** Source data follows **
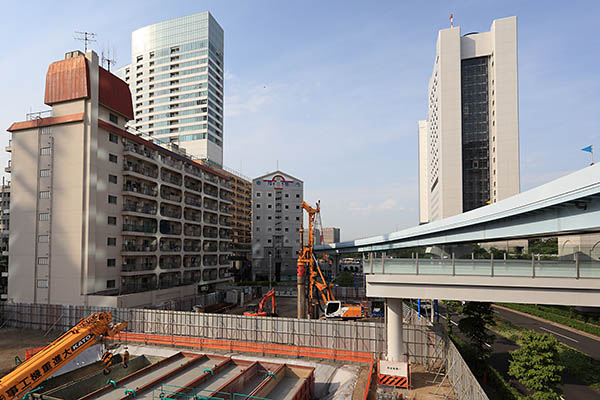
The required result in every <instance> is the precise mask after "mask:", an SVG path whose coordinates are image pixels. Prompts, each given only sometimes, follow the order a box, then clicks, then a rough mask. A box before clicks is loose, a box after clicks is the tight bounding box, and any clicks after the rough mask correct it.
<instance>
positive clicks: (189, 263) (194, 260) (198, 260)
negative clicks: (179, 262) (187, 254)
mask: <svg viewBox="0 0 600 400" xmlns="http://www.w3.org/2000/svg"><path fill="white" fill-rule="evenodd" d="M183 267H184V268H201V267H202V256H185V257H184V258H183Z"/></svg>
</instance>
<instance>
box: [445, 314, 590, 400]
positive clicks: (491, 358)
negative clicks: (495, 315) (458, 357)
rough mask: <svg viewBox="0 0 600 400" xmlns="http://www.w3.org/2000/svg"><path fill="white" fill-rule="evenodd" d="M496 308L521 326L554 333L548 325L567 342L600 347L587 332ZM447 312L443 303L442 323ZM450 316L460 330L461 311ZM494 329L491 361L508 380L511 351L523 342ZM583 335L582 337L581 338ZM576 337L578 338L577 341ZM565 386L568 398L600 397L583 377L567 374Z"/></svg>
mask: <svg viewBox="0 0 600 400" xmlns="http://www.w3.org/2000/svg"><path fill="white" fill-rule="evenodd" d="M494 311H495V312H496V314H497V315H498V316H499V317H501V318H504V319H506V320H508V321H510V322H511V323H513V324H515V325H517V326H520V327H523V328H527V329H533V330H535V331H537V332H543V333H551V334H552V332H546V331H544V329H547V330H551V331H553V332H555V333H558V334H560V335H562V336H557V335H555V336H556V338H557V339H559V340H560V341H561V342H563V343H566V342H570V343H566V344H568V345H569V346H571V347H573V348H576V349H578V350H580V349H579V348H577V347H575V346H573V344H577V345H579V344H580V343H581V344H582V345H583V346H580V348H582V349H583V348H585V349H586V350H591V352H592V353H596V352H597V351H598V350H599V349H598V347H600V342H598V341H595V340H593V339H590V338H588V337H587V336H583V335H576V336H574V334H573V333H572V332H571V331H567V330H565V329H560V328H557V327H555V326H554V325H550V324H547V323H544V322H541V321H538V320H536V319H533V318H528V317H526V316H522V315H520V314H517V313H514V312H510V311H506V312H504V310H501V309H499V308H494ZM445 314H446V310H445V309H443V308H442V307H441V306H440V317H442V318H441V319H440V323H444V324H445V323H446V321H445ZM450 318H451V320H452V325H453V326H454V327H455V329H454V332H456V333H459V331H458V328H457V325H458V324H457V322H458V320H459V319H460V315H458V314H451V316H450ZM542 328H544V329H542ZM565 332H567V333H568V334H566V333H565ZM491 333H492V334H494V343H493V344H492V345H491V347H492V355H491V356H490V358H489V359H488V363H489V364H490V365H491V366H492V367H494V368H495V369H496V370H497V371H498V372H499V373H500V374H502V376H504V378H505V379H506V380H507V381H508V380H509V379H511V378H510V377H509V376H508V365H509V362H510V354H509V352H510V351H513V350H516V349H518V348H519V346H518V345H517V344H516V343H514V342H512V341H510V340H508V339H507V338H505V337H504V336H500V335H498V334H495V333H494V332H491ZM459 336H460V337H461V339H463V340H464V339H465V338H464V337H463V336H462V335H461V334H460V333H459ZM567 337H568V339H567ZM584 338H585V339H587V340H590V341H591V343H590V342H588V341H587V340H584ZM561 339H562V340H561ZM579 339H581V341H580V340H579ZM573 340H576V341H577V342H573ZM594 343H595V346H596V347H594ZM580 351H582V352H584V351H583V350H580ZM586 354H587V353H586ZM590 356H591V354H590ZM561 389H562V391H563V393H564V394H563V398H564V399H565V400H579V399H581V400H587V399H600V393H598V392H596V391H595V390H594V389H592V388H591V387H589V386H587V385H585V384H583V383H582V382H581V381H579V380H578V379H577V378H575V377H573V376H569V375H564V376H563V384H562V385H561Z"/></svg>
** End of Source data **
** Source data follows **
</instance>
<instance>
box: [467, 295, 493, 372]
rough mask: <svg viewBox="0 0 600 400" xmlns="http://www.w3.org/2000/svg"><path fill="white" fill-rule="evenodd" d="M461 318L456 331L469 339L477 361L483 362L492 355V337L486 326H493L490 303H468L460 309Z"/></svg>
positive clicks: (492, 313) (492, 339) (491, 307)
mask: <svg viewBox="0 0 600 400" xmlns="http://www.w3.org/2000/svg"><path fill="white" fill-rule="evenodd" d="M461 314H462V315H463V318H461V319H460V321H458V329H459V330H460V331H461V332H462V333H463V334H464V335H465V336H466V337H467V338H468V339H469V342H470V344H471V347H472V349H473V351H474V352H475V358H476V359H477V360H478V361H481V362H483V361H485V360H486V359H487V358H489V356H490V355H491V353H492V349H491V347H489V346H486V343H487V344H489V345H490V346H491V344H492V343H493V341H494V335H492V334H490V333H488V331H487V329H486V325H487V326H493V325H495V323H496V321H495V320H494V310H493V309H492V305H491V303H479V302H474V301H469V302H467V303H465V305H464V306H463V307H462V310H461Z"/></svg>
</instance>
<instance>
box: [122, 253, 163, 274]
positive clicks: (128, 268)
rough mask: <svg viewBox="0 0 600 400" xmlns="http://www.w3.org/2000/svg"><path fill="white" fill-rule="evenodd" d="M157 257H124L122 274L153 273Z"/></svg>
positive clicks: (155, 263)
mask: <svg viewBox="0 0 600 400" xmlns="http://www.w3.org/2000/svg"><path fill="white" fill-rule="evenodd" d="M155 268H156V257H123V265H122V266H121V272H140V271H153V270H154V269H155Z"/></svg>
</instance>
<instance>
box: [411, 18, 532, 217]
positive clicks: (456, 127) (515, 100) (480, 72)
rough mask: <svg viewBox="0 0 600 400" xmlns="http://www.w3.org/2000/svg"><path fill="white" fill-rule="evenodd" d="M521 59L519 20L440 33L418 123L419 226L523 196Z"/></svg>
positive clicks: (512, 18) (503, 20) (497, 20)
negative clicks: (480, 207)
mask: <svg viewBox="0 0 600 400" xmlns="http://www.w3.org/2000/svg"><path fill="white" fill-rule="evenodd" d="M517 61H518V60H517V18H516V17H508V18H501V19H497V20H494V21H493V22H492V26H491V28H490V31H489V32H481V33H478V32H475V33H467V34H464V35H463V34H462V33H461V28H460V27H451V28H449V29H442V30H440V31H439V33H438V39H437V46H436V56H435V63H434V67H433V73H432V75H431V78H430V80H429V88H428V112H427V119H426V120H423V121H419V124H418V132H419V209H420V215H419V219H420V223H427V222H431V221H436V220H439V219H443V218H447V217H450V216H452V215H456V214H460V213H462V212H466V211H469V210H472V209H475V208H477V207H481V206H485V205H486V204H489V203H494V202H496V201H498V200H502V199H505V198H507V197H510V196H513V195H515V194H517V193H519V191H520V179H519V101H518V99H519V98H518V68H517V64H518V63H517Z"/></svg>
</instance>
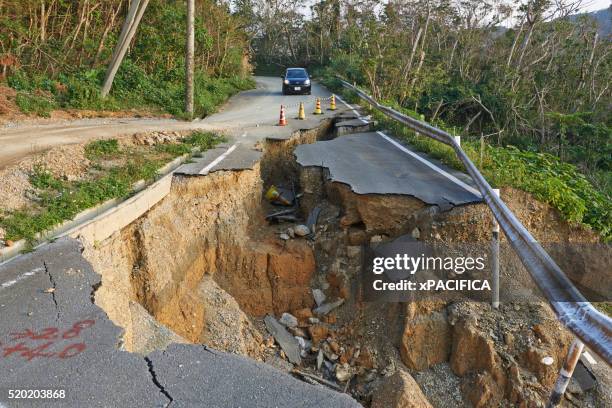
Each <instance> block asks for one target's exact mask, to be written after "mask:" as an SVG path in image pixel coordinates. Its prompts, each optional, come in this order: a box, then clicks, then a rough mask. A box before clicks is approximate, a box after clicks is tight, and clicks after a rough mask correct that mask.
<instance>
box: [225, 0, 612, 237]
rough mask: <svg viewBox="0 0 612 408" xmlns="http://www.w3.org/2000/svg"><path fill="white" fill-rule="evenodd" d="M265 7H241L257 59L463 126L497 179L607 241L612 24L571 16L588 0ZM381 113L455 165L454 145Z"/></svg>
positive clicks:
** End of Source data **
** Source data follows **
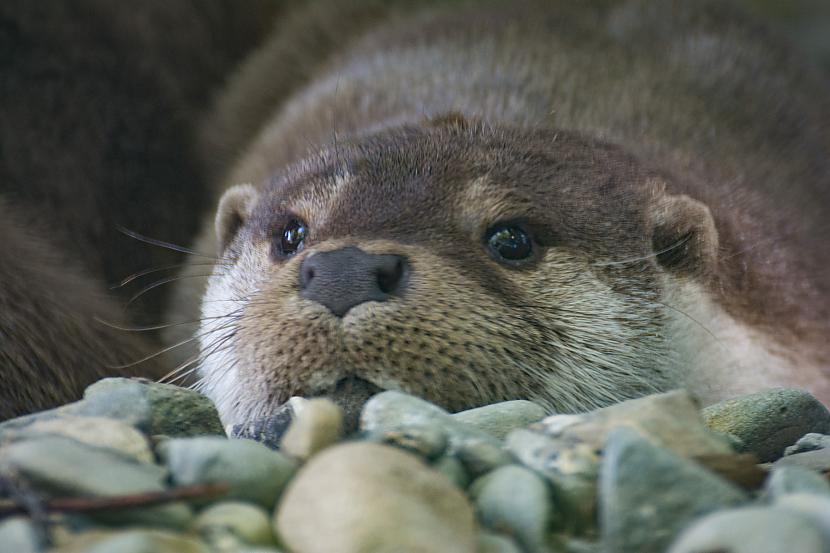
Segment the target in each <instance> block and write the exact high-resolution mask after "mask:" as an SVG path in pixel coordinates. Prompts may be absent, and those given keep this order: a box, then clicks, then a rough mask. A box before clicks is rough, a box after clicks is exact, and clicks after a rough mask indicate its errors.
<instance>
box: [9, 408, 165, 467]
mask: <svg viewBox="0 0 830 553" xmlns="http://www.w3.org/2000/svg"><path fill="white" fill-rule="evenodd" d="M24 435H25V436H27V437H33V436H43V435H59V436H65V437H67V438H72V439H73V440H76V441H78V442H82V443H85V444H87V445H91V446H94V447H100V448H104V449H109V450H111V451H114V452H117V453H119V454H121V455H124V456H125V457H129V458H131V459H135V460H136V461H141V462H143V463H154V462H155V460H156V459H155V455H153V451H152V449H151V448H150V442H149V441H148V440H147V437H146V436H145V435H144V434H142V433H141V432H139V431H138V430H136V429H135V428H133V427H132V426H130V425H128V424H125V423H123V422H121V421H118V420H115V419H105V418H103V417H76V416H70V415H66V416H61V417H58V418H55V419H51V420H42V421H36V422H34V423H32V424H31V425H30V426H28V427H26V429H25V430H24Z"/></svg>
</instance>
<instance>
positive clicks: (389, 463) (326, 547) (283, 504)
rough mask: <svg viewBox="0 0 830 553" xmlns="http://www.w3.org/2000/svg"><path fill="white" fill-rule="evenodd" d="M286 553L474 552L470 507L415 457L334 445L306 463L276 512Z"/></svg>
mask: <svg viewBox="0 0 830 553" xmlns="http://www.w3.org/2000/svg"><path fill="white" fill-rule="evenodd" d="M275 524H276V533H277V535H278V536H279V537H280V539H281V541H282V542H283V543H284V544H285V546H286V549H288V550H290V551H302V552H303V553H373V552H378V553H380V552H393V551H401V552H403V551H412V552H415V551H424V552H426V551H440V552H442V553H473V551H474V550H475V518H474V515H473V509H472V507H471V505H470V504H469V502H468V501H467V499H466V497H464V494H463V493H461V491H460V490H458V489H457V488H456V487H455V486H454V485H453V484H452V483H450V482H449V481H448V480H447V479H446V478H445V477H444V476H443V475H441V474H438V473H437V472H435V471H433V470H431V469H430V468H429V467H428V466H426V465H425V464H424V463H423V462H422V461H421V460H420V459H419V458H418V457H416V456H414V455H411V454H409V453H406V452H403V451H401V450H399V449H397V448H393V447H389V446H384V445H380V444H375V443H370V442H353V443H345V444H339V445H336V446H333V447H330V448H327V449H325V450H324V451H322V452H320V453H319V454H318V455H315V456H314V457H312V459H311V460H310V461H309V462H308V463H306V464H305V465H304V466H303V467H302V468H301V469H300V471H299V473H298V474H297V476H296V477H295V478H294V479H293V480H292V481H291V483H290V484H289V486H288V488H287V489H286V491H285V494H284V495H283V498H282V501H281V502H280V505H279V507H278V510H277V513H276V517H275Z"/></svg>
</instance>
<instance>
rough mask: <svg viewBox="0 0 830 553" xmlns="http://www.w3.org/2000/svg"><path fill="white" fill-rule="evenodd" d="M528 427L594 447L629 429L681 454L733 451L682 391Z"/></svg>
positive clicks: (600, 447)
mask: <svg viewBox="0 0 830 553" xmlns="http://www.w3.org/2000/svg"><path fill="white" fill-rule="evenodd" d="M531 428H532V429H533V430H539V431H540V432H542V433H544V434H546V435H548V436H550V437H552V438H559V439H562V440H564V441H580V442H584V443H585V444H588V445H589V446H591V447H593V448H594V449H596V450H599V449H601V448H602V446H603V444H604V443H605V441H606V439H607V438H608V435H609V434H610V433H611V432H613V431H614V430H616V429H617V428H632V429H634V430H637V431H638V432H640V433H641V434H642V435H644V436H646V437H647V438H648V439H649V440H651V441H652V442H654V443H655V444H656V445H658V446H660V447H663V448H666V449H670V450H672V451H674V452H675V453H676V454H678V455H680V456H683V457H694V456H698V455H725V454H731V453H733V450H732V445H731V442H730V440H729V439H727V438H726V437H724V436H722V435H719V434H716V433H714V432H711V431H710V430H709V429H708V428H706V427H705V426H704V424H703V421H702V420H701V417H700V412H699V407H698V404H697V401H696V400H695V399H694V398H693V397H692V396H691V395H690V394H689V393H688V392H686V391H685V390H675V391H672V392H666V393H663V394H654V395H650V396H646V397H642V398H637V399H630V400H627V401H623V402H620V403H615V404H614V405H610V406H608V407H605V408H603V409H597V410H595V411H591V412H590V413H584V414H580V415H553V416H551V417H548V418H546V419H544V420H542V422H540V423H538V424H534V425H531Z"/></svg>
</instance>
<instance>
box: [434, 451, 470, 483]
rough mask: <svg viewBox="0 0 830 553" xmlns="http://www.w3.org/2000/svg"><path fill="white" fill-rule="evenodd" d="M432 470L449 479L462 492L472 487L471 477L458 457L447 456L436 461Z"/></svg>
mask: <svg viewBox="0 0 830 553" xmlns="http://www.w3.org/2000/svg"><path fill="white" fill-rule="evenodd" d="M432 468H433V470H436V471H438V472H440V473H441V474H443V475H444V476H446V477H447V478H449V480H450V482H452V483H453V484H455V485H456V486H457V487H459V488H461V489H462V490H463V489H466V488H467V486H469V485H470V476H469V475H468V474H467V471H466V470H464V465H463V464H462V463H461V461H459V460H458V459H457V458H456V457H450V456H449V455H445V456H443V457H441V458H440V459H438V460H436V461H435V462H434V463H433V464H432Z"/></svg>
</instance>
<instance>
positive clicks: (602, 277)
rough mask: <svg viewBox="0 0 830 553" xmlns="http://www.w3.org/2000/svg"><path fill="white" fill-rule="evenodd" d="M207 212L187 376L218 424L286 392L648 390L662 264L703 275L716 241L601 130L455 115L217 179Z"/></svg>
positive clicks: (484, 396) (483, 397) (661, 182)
** End of Source data **
### What you need to do
Pick out every line in the dataset entries above that contains the string "block", and copy each one.

### Task result
Each <instance> block asks for one target's exact mask, to be written after "mask:" as an SVG path in image pixel coordinates. Its prompts, each optional, come in this order: a box, then clicks, then a rough mask. A box before clicks is approximate, a box after clicks is tight, and clicks after a rough mask correct that mask.
Segment the target in each <instance> block and write the exact high-resolution mask after "mask:" as an SVG path in pixel coordinates. Prompts may be absent, and those given keep this order: a box, then clicks, then a rough mask. A box before clicks is rough, a box after clicks is exact, and clicks after a rough mask indicate its errors.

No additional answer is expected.